Set problem - Show every line of the listing that contains the string "paper".

Location labeling records
——

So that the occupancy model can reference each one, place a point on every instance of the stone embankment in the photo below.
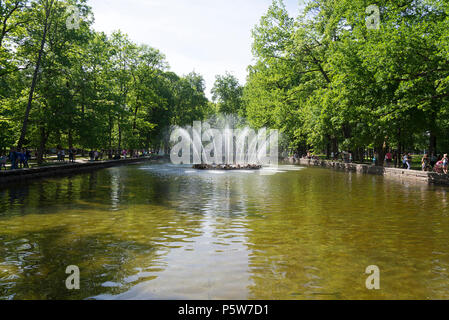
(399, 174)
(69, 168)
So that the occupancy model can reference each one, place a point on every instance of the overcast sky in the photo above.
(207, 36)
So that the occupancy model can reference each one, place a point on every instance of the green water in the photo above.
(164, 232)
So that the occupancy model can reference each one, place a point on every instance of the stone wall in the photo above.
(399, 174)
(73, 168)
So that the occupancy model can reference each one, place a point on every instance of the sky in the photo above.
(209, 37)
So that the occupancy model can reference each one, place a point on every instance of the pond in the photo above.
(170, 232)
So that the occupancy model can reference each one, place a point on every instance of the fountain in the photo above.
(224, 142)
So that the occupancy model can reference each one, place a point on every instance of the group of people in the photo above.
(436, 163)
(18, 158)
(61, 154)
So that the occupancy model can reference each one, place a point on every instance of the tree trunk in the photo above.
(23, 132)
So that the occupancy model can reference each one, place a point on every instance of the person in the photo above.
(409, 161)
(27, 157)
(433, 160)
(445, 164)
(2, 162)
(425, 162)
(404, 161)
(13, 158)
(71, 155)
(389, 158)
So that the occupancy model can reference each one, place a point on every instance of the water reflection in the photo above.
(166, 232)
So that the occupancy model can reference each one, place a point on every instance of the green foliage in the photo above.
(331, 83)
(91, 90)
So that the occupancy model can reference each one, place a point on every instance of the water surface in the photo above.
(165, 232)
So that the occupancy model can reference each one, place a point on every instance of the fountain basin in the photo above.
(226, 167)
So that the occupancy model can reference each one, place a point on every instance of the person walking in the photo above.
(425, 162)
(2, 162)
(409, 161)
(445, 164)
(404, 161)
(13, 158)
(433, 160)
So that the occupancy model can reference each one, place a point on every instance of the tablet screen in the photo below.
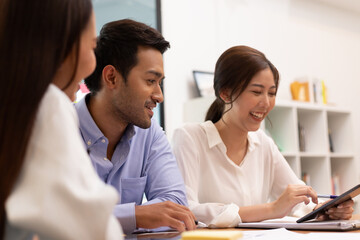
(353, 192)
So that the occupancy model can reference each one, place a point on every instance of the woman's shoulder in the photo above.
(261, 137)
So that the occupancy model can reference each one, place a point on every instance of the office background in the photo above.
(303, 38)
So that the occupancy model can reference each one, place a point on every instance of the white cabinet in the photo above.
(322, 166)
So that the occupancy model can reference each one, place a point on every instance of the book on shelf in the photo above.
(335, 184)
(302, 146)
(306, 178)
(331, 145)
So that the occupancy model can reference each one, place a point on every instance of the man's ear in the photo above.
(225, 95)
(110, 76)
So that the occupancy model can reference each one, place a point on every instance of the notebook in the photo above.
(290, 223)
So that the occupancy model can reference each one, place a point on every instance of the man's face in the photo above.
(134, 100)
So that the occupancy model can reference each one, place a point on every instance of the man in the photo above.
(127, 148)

——

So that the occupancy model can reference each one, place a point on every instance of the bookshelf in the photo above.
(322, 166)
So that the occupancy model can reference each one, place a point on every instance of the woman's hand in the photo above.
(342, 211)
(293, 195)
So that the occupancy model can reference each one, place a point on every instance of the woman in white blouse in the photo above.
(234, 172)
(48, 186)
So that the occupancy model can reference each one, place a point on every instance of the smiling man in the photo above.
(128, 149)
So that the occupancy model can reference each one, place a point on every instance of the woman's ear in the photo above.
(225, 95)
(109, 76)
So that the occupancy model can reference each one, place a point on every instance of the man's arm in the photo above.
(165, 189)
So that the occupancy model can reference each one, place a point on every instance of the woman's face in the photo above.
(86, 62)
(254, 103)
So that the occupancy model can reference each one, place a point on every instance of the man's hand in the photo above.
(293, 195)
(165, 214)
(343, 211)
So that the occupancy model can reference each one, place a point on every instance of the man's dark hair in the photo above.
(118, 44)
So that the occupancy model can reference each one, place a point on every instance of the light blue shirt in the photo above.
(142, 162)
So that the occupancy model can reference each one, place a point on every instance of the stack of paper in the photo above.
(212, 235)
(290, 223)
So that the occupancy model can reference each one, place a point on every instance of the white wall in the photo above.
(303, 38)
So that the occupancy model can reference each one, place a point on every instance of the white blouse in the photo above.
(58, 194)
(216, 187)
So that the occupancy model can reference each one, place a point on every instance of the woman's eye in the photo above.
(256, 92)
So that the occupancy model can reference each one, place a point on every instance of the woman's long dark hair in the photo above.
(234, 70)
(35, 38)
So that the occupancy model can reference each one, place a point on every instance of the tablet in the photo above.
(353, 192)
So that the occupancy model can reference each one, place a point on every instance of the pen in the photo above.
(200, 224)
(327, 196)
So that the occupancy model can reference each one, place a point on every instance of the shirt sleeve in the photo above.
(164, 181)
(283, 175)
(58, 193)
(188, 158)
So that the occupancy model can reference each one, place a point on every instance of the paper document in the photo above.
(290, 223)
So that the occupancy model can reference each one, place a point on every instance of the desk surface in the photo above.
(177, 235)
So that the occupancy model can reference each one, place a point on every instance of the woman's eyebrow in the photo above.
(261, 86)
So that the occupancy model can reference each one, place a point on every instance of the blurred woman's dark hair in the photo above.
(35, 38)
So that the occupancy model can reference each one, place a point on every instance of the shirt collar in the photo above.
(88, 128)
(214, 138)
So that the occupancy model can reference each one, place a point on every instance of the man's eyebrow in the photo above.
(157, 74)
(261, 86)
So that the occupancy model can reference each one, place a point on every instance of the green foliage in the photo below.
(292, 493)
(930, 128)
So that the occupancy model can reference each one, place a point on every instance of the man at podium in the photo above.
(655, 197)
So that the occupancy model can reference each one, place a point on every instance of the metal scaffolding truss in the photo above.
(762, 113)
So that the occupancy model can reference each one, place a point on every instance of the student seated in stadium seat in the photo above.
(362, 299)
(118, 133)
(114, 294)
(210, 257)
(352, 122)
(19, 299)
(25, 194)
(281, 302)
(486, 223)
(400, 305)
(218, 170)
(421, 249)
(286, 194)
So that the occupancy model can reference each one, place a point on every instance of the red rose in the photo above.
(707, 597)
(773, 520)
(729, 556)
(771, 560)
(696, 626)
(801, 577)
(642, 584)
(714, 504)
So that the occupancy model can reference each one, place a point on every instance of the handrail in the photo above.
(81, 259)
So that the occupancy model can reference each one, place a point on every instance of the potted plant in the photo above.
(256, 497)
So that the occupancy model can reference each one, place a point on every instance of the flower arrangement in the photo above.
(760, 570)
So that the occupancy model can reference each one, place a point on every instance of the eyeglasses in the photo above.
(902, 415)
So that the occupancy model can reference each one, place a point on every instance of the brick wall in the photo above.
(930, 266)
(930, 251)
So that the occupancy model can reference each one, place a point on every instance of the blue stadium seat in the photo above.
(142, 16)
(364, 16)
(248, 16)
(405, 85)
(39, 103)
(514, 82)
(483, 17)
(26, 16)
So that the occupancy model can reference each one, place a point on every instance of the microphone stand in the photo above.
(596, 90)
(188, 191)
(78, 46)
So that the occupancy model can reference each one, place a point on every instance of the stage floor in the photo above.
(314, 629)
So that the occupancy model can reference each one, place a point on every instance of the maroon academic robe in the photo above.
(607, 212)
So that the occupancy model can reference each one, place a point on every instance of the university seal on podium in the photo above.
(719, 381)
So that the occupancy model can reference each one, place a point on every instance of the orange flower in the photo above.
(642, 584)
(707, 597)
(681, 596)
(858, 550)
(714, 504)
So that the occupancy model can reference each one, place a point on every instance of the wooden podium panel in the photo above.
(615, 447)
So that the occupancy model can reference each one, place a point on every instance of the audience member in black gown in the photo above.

——

Correct output -
So that the occupancy model can reference each one, place a point on every instance of the stack of paper in the photo above.
So that the occupancy model can reference each one, place a point on every instance of the paper document in the photo above.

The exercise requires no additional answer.